Stated task
Transcribe verbatim every line from the line containing "Note: for every instance of the flowing" to the end of the entries, including both endpoints. Output nothing beyond those lines.
---*---
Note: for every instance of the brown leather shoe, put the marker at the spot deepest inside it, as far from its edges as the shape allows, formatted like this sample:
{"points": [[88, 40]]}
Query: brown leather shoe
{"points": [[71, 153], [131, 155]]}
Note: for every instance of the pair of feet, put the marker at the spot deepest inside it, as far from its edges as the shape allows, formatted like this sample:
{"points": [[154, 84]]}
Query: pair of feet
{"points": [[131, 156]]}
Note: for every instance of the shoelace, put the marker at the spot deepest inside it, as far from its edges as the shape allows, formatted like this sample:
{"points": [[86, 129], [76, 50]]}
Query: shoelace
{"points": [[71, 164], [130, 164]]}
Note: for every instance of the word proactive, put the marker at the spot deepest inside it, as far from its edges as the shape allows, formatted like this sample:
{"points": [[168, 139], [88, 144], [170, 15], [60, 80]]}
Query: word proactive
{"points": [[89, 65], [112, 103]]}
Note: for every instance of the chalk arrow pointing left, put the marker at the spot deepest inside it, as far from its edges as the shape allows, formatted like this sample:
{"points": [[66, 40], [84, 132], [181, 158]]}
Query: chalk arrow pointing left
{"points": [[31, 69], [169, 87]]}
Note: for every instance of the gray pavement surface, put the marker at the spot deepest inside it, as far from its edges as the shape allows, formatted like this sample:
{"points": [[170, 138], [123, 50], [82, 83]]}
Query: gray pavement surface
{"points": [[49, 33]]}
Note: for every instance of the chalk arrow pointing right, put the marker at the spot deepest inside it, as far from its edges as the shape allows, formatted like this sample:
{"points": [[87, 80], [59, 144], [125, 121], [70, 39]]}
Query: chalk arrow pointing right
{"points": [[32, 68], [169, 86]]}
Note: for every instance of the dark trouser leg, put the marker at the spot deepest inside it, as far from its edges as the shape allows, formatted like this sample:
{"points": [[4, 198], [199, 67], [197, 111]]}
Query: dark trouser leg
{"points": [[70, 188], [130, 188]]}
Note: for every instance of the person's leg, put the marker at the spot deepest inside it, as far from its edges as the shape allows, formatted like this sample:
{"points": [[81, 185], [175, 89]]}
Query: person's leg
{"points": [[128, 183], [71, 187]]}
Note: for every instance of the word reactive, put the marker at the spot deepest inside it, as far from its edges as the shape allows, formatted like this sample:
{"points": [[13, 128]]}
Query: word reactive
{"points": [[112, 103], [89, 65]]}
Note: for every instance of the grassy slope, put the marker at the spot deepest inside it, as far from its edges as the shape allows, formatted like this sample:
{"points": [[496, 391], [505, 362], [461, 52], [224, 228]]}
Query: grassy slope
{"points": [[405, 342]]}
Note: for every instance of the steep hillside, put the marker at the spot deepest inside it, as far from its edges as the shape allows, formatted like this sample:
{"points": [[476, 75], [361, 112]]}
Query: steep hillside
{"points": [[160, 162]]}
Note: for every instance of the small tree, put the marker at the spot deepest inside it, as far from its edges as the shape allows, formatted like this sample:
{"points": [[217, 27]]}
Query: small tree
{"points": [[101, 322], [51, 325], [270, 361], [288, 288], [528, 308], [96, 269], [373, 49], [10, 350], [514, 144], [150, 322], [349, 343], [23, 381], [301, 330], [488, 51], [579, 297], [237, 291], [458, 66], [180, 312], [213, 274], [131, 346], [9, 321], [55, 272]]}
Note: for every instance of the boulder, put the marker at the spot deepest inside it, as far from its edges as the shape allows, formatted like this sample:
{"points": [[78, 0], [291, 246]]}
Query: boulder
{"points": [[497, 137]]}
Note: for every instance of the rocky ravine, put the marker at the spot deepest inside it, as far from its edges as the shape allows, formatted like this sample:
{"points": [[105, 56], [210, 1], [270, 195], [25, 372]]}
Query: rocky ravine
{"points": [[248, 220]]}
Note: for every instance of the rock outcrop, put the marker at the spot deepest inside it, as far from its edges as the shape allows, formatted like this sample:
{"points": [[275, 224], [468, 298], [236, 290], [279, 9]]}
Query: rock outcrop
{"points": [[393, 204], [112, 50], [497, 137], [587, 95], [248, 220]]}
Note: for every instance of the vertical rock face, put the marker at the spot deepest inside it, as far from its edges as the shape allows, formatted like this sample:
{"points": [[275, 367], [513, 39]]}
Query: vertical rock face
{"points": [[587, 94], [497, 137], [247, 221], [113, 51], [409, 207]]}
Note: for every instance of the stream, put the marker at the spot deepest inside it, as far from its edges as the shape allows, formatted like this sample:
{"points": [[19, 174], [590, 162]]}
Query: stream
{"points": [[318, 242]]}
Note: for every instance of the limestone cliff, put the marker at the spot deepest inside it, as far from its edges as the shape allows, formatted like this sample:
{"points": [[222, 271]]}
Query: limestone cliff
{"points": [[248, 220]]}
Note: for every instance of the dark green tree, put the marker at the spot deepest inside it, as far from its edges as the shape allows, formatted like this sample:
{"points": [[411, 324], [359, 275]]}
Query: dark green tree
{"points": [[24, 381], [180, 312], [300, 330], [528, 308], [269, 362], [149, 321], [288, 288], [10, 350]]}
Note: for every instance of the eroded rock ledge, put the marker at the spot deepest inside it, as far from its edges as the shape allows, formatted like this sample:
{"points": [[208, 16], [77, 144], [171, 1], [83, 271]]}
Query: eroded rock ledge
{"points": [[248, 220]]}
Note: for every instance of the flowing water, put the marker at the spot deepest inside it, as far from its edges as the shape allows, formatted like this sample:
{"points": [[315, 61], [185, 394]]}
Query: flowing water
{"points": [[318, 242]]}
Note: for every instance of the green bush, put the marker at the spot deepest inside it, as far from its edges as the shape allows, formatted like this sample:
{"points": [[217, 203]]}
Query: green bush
---*---
Problem solution
Note: for every instance of the flowing water, put the marker at the spot deepest inside it, as far from its edges as the shape allows, formatted like this sample:
{"points": [[315, 61], [185, 394]]}
Query: flowing water
{"points": [[318, 242]]}
Note: for every instance of the green bush, put the marker at the spot deepest inside it, as far from its edges as the shape allows, formatted like this sample:
{"points": [[217, 203]]}
Query: green bush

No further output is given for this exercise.